▶ [PROBLEM DETAILS]
Using the string "curly" as the key, pull each matching line out of the records below.

▶ [INPUT RECORDS]
----------------

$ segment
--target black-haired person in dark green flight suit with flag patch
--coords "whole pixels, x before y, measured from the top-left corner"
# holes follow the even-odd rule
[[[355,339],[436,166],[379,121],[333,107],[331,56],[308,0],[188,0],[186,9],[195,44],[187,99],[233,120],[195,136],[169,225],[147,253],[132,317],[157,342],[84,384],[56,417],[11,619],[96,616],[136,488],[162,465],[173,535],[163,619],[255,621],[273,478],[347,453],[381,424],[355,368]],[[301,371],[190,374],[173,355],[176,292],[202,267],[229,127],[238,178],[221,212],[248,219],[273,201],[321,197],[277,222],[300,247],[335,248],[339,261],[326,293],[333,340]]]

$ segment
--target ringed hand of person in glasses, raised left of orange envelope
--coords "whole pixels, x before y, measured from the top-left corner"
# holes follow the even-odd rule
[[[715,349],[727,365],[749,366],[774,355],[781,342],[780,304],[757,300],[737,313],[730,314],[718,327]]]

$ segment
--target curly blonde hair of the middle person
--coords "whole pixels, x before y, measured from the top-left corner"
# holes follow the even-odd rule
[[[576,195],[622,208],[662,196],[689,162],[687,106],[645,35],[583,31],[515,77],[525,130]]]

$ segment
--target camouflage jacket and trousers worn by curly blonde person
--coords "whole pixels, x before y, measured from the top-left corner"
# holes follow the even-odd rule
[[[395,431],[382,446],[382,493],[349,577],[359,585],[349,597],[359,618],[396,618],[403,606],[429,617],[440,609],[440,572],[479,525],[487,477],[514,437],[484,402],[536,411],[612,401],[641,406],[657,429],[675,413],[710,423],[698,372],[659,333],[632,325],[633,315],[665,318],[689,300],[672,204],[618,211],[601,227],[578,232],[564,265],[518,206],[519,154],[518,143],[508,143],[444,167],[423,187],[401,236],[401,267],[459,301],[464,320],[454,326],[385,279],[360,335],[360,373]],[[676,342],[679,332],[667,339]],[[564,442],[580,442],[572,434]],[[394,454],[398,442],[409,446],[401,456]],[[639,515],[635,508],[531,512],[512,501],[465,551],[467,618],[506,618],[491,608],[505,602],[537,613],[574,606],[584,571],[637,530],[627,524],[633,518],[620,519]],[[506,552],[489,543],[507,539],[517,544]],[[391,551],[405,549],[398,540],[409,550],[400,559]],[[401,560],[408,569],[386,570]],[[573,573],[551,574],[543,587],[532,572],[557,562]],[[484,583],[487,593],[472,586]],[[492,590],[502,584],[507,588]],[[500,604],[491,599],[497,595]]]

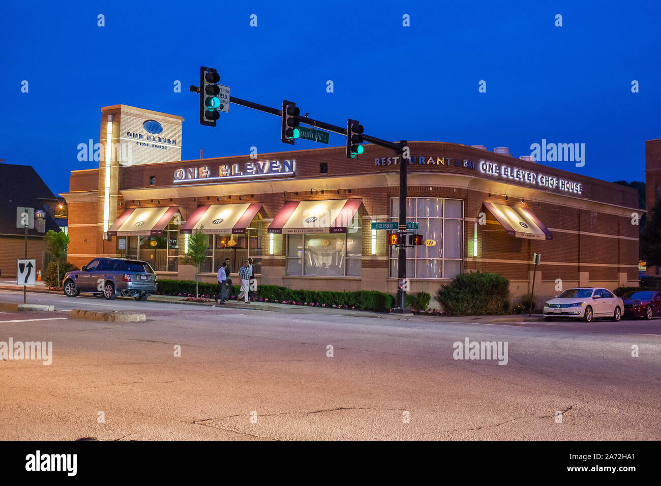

----------------

▶ [ANSWER TO THIS TASK]
--target curly blonde hair of the middle person
--target camouflage jacket and trousers worn by curly blonde person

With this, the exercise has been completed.